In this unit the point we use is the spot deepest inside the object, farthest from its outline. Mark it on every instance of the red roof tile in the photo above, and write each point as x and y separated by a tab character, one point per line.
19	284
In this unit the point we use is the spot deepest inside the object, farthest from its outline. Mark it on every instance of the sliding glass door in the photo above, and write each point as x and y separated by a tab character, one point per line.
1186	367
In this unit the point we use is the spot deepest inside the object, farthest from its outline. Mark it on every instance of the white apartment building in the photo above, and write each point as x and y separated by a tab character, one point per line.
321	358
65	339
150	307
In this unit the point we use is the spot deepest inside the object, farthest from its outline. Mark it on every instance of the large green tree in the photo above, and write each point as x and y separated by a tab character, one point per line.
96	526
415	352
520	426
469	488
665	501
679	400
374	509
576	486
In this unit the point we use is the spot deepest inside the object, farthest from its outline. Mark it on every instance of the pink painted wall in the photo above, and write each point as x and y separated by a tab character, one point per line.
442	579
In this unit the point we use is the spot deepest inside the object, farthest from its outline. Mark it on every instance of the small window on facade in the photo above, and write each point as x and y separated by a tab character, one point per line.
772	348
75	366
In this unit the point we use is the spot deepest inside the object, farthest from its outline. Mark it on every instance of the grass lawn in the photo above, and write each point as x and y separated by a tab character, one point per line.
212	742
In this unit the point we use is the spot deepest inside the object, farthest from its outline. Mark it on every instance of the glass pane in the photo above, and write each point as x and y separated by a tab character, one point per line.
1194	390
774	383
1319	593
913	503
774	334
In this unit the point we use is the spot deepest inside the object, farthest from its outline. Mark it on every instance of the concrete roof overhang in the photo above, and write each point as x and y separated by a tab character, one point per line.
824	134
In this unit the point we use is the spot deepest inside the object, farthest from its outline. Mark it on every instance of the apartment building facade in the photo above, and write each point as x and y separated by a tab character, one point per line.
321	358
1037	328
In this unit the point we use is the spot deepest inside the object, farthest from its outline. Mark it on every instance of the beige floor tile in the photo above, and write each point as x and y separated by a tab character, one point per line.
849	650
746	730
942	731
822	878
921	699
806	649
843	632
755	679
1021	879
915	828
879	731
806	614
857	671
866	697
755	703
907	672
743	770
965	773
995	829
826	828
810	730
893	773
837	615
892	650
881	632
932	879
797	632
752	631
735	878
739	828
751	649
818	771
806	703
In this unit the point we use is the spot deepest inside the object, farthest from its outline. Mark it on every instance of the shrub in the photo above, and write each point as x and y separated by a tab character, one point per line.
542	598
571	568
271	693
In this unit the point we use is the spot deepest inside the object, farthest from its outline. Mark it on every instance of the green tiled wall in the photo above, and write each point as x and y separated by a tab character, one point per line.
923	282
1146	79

=-=-=-=-=

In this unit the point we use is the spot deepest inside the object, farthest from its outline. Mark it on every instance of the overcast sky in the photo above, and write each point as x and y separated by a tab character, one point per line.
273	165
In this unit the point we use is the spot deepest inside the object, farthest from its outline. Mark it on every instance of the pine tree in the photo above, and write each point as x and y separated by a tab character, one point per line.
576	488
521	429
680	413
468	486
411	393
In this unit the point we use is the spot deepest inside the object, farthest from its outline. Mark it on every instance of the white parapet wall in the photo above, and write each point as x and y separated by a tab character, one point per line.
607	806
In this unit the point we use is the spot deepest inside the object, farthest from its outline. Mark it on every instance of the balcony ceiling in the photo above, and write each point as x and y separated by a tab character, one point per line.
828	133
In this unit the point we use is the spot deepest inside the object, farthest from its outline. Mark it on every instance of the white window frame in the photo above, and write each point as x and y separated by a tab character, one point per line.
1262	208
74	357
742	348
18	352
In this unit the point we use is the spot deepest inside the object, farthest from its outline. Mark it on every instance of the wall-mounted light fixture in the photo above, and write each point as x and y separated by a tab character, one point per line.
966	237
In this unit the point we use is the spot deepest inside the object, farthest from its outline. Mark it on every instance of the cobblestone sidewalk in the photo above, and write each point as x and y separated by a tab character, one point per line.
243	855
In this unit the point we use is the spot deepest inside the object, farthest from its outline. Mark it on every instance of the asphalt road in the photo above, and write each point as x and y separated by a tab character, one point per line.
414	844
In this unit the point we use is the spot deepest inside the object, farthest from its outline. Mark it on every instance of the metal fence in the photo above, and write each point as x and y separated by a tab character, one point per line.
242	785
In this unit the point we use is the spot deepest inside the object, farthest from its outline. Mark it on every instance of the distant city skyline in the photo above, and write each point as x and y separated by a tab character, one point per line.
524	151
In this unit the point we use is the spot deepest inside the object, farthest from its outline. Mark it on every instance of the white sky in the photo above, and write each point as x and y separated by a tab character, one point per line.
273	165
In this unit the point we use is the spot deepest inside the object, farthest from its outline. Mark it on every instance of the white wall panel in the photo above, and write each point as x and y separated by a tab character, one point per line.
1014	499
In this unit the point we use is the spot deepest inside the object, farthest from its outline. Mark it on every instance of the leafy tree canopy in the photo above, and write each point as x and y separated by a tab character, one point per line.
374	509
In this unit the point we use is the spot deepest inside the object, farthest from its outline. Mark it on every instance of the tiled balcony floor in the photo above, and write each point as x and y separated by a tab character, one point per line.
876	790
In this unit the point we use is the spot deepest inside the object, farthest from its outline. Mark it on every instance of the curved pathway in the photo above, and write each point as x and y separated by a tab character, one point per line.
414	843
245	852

=-=-=-=-=

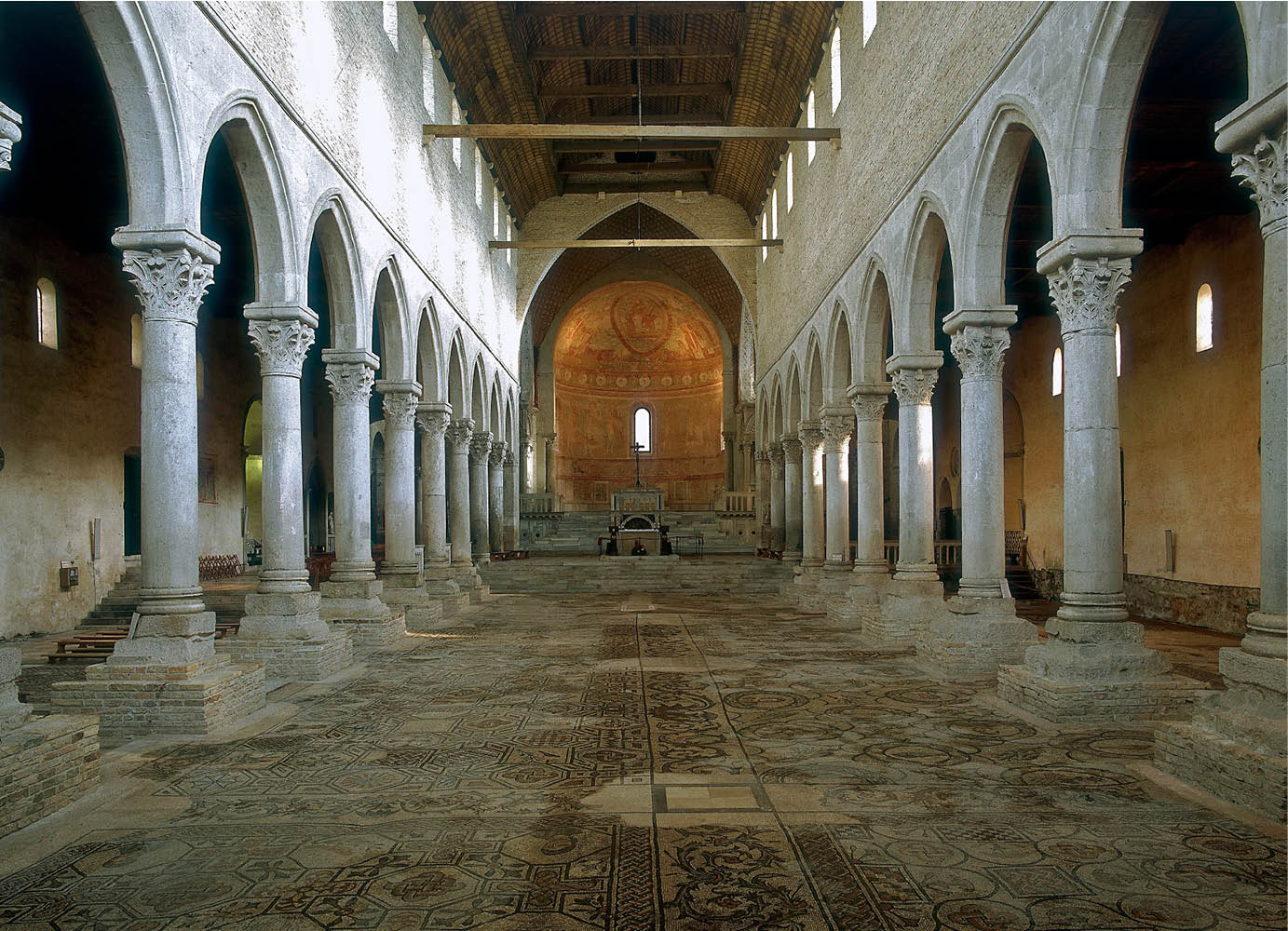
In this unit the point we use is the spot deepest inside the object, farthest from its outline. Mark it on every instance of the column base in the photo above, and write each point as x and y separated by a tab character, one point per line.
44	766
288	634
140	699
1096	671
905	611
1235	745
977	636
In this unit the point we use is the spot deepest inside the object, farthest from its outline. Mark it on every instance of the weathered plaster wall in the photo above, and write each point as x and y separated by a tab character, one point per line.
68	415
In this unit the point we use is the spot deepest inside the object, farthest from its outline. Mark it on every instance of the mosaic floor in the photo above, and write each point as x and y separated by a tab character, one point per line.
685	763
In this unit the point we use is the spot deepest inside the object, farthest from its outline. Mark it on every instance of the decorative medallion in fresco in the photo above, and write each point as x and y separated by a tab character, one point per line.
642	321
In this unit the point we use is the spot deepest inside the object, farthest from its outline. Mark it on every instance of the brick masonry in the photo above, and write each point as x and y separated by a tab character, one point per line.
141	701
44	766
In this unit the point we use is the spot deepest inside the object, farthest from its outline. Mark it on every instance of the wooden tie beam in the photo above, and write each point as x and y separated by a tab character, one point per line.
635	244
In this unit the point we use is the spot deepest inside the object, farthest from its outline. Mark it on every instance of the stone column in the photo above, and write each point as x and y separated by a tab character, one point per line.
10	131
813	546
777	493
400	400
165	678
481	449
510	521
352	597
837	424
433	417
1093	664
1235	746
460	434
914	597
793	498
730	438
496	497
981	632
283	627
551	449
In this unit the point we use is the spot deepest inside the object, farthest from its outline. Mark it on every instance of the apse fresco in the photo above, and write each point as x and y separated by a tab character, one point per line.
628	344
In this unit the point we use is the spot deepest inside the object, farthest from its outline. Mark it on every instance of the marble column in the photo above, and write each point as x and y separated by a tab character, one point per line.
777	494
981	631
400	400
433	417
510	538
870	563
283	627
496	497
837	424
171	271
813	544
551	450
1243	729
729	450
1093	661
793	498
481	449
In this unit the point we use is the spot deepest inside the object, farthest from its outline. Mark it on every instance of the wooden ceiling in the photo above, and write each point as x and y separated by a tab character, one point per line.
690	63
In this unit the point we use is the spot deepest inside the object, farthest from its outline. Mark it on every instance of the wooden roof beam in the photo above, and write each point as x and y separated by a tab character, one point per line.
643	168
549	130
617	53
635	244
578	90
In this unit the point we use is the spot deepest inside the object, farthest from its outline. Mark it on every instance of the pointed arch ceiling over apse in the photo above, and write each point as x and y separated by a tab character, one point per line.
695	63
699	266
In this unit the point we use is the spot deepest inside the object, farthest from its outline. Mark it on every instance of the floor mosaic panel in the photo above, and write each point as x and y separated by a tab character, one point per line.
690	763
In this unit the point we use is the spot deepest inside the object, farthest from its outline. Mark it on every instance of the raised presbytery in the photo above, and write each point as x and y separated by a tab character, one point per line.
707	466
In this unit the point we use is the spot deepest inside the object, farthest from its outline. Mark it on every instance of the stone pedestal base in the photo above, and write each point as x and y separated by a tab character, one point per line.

=-=-=-=-=

Which lines of the material above contain the word "tiled", with the case matching? Report each such line in full.

= Result of the task =
In this unit the point we use is the spot deepest inside the object, farthest from its outline. Mark it on every instance of the green tiled wall in the photo above, and write each point as x and y separated by a tab character, one point per line.
In this unit the point we use is the spot deepest inside the object, farthest from its outline. Mark it on every instance of the tiled balcony floor in the photo above, and write each point as x and y separated by a tab character, one point per line.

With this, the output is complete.